Rewrite every one of the records with "localization endpoint" substituted for each "detect endpoint", changing nothing else, and leave the pictures out.
+++
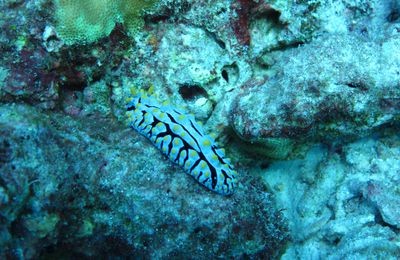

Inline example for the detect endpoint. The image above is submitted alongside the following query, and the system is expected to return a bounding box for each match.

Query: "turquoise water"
[0,0,400,259]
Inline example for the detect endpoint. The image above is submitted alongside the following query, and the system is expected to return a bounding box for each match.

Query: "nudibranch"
[126,88,237,195]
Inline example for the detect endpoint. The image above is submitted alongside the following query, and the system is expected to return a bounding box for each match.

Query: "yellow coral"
[54,0,158,44]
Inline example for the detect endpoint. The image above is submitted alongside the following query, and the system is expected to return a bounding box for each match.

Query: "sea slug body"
[126,89,237,195]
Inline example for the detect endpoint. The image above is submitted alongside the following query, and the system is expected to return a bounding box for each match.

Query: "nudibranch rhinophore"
[126,88,237,195]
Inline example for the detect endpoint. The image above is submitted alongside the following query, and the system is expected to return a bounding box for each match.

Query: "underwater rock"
[0,105,288,258]
[262,131,400,259]
[232,35,400,152]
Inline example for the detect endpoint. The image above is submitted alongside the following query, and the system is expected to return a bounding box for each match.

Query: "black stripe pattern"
[126,91,237,195]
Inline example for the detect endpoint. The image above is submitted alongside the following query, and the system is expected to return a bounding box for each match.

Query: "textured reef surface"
[0,0,400,259]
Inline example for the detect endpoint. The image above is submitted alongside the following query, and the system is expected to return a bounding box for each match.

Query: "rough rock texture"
[0,105,288,259]
[231,1,400,158]
[0,0,400,259]
[232,34,400,141]
[264,133,400,259]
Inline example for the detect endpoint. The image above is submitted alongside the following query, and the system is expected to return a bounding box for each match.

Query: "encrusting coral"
[54,0,158,44]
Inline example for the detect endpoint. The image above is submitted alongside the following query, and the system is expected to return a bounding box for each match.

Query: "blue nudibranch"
[126,89,237,195]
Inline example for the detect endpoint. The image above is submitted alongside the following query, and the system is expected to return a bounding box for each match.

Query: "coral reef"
[0,105,288,258]
[259,132,400,259]
[55,0,158,44]
[0,0,400,259]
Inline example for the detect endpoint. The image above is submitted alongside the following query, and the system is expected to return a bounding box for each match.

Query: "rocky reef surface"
[0,0,400,259]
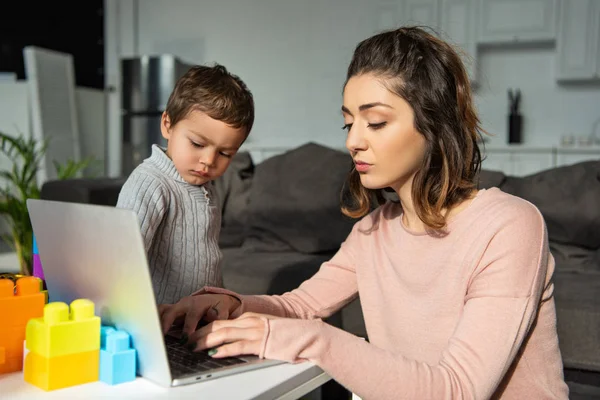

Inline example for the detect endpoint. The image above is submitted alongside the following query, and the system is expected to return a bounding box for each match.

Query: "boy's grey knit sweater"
[117,145,223,304]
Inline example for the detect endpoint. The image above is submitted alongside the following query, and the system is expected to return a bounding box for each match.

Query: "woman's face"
[342,74,427,192]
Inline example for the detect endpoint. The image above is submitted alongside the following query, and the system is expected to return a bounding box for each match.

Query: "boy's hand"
[158,294,240,337]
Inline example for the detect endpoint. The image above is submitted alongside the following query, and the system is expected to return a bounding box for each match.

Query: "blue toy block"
[100,326,136,385]
[33,235,40,254]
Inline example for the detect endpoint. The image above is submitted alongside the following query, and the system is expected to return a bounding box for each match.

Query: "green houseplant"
[0,132,92,275]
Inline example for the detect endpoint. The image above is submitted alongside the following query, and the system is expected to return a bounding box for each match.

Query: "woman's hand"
[188,313,278,358]
[158,293,240,337]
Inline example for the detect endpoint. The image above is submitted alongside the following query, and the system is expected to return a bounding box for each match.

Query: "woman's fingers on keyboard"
[189,318,265,354]
[209,340,262,358]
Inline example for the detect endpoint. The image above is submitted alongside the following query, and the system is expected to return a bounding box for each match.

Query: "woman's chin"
[360,175,390,190]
+++
= SOLUTION FOR THIS EXERCISE =
Inline example for the localization endpoint. The image above is submitted alongside the following query, and the system is expected to return a bounding box for each match.

Query: "turquoise water"
[0,0,400,259]
Inline example for the localization endpoint. The image above is submitted alongside the following query, and the system is expected to return a bounding box for each match.

Query: "nudibranch"
[126,88,237,195]
Inline example for the localization endpoint. The image above is submitted alongside the following query, and the system is expected to return a bounding box for each match.

Query: "yellow coral"
[54,0,158,44]
Inline example for the localization endpoint. The image above is submitted alongside the following query, and the system is expected to return a bounding box for each match.

Query: "sea slug body"
[126,89,237,195]
Inline example for the localization endpoint. The image above is submitted alongside the following query, and the system is expected to return a bounding box for each match.

Query: "nudibranch rhinophore"
[126,88,237,195]
Inline example for the localization endpoint. The image above is submitted alongside the following query, and the system is expected to return a bounding box for each match.

Query: "underwater rock"
[0,105,288,258]
[262,131,400,259]
[232,35,400,152]
Inline example for the localization endpoint. The image above is submitted alongside the following query, and the system is expected to return a bounding box for each match.

Query: "black stripe pattern"
[126,91,237,195]
Inline example for the localization endpoint. The image above is submitted alongside the following query, and the system is expected to return a bounding box for each match.

Query: "textured reef surface"
[0,0,400,259]
Inline example for the localization endpoint. The image above is submitted alongside the following query, and the system is expected to return a bounding box for each match.

Query: "rough rock texture"
[0,105,288,259]
[231,1,400,158]
[0,0,400,259]
[232,34,400,141]
[264,133,400,259]
Inline example for the localization endpoint. The image above is submitted alongside the following query, and the system is expected to return a bounding box for each match.

Query: "encrusting coral"
[54,0,158,44]
Inline example for the localization endpoint. The image above is submitted alongside the following query, and the system is expected to return a bounding box for each match.

Query: "blue nudibranch"
[126,89,237,195]
Inline example for the localization endpoint. The image above is submitted alongside the following query, and the system is expected to return a bounding box for each match.

Query: "coral reef"
[0,105,288,258]
[259,132,400,259]
[55,0,158,44]
[0,0,400,259]
Inline example for the localization endpoint. The image above is submitted alongside the following query, and the system is expected to return a bounding box for each match.

Query: "rocky reef surface"
[0,0,400,259]

Inline example for the localization endpoint. The image above is submitted alongside the following query, and the system is expected to return a bounding box for each match.

Query: "boy's grey knit sweater"
[117,145,223,304]
Inline example for the localization endpoint. The image above is submitted alongside the following query, and the system is expected to return a bounding box for each match.

Query: "woman's face"
[342,74,427,192]
Inline example for the localization endpoint. The image above is submitted alongside the following query, and the system is expected to return a bounding box for each match.

Query: "boy's hand"
[158,294,240,337]
Inline example for the localization endpoint. The image above is submitted alongside the following query, and the system is expected to return a bounding box for each match.

Query: "blue toy block"
[100,326,136,385]
[33,235,40,254]
Inline example for the localization endpoint. The image above is submitted alongside the following query, and the system is expected to return a bounding box for each match.

Query: "green houseplant"
[0,132,92,275]
Inline example for the localization endpoint. The image above is submitted alongside the following query, and the system is expected to return a bounding box for each match.

Query: "woman's hand"
[188,313,278,358]
[158,293,240,337]
Inline example for the localization endpoint. The image above is submitted alongside the following query, and the system is expected to return a bounding box for each match.

Query: "woman's fingers on keyboard"
[189,318,265,354]
[209,340,262,358]
Inline example for the localization endpoint. The image above is submitted alongside the following query, and the system is expected to return a bounding box for each match.

Query: "woman's chin"
[360,175,390,190]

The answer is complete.